### Seite
===============

Als Projektberater im Bereich der Aufforstung sehe ich täglich die Diskrepanz zwischen gut gemeinten Spenden und deren tatsächlicher ökologischer Wirkung. Viele Initiativen werben mit verlockend einfachen Botschaften wie „1 Euro für 1 Baum“, verschleiern dabei aber die komplexen Realitäten: die Kosten für die Pflege in den ersten Jahren, die Wahl der richtigen Baumart für den richtigen Standort und die entscheidende Frage der Überlebensrate. Ein gepflanzter Baum ist noch lange kein Wald.

Doch wenn die wahre Lösung nicht darin liegt, einfach nur Geld an die nächstbeste Organisation zu überweisen, was ist dann der richtige Weg? Dieser Artikel bricht mit dem Mythos der reinen Stückzahl. Stattdessen verfolge ich einen wirkungsorientierten Ansatz. Ich zeige Ihnen, wie Sie die Spreu vom Weizen trennen, die richtigen Fragen stellen und Projekte identifizieren, die nicht nur Bäume in die Erde bringen, sondern langfristig stabile und artenreiche Ökosysteme schaffen. Ihr Beitrag kann einen echten Unterschied machen – wenn Sie wissen, worauf Sie achten müssen.

===============

### Daten zur Aufgabe
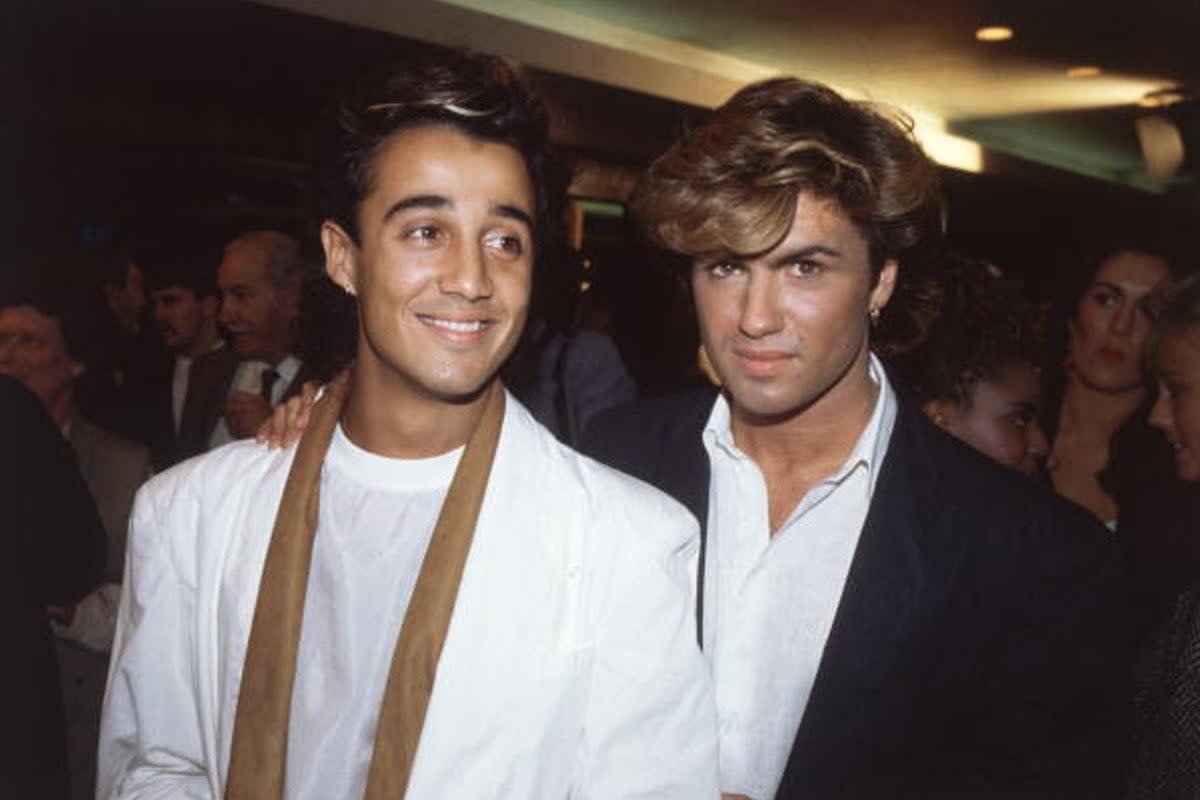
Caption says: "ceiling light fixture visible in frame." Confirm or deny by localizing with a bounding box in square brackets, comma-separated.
[976, 25, 1013, 42]
[1138, 89, 1188, 108]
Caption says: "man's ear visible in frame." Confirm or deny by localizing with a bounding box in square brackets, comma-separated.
[320, 219, 358, 295]
[868, 258, 900, 311]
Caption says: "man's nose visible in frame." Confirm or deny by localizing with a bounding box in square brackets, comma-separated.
[1150, 386, 1175, 433]
[1112, 302, 1138, 336]
[738, 273, 784, 339]
[438, 243, 492, 300]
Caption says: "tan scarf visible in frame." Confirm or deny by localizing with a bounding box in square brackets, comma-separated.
[224, 372, 504, 800]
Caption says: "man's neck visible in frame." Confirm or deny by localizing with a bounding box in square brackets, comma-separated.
[730, 354, 878, 486]
[1058, 378, 1146, 438]
[342, 360, 491, 458]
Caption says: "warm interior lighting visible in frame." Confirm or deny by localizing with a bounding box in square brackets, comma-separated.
[1138, 89, 1187, 108]
[976, 25, 1013, 42]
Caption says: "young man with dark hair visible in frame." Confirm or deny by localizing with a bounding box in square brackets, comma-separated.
[100, 54, 718, 800]
[140, 230, 238, 470]
[209, 230, 313, 447]
[584, 79, 1124, 800]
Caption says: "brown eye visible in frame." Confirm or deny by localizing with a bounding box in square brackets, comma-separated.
[484, 231, 526, 257]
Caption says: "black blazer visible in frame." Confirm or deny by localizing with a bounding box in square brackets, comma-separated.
[0, 375, 104, 800]
[582, 383, 1127, 800]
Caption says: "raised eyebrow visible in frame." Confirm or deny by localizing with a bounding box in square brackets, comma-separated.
[488, 203, 533, 230]
[773, 245, 841, 267]
[382, 194, 454, 223]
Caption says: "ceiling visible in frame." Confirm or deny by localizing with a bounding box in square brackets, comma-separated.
[262, 0, 1200, 192]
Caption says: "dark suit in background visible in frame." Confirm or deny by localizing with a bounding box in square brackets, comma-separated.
[582, 381, 1128, 800]
[0, 377, 104, 800]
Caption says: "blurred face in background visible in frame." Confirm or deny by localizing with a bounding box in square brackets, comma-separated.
[1068, 251, 1170, 393]
[151, 285, 217, 356]
[1150, 326, 1200, 481]
[925, 361, 1049, 475]
[104, 261, 146, 333]
[217, 241, 300, 363]
[0, 306, 84, 425]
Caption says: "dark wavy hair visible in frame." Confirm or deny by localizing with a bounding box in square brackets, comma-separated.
[317, 50, 568, 242]
[890, 255, 1043, 408]
[630, 78, 942, 275]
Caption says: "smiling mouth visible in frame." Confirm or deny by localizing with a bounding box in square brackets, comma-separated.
[416, 314, 492, 333]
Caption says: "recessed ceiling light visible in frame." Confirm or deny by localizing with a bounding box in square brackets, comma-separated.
[1138, 89, 1188, 108]
[976, 25, 1013, 42]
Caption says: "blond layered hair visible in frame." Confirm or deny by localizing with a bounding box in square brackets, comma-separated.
[630, 78, 942, 272]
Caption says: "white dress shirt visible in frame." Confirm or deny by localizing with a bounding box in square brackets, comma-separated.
[209, 355, 302, 450]
[97, 396, 718, 800]
[703, 356, 896, 800]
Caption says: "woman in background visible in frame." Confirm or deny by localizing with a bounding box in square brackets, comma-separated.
[893, 257, 1048, 475]
[1128, 275, 1200, 800]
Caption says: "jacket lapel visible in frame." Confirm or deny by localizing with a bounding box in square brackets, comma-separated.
[778, 397, 938, 800]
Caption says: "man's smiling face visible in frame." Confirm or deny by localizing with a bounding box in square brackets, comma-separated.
[322, 126, 534, 401]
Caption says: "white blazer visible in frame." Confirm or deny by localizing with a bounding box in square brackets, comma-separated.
[97, 396, 719, 800]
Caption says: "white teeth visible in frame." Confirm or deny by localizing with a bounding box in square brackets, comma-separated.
[421, 317, 486, 333]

===============

### Aufgabenliste
**1)** Zitieren Sie aus den Einträgen unverändert die Zeilen von der Zeile mit „ceiling light visible“ bis einschließlich der Zeile mit „[778, 397, 938, 800]“.
**2)** Schreiben Sie den Text über Spenden für Aufforstungsprojekte im Anschluss an seinen letzten Satz weiter.
Der Text und die Einträge haben inhaltlich nichts miteinander zu tun.

### Lösungen
**1)**
Caption says: "recessed ceiling light visible in frame." Confirm or deny by localizing with a bounding box in square brackets, comma-separated.
[1138, 89, 1188, 108]
[976, 25, 1013, 42]
Caption says: "blond layered hair visible in frame." Confirm or deny by localizing with a bounding box in square brackets, comma-separated.
[630, 78, 942, 272]
Caption says: "white dress shirt visible in frame." Confirm or deny by localizing with a bounding box in square brackets, comma-separated.
[209, 355, 302, 450]
[97, 396, 718, 800]
[703, 356, 896, 800]
Caption says: "woman in background visible in frame." Confirm or deny by localizing with a bounding box in square brackets, comma-separated.
[893, 257, 1048, 475]
[1128, 275, 1200, 800]
Caption says: "jacket lapel visible in frame." Confirm or deny by localizing with a bounding box in square brackets, comma-separated.
[778, 397, 938, 800]

**2)**
In den folgenden Abschnitten analysieren wir die Fallstricke bei Baumspenden, vergleichen konkrete Handlungsmöglichkeiten und geben Ihnen eine praxiserprobte Checkliste an die Hand. So stellen Sie sicher, dass Ihr Engagement für unsere Wälder die bestmögliche Wirkung entfaltet.

Warum Ihre gespendeten Bäume oft nicht überleben – und welche Projekte es besser machen?

Die Realität vieler Aufforstungsprojekte ist ernüchternd. Die Motivation zu spenden ist hoch, doch die Enttäuschung folgt oft, wenn man genauer hinsieht. Die Wahrheit ist: Ein großer Teil der gepflanzten Bäume erreicht niemals das Erwachsenenalter. Die Gründe dafür sind vielfältig, aber fast immer auf eine mangelnde Wirkungsorientierung und kurzfristiges Denken zurückzuführen. In Deutschland ist die Lage dramatisch: Satellitendaten zeigen, dass zwischen 2017 und 2024 fast 900.000 Hektar Waldfläche verloren gingen. Ein Hauptgrund für das Scheitern von Wiederaufforstungsversuchen ist die Anlage von Monokulturen, wie die Fichtenwälder, die dem Borkenkäfer und der Trockenheit zum Opfer fallen.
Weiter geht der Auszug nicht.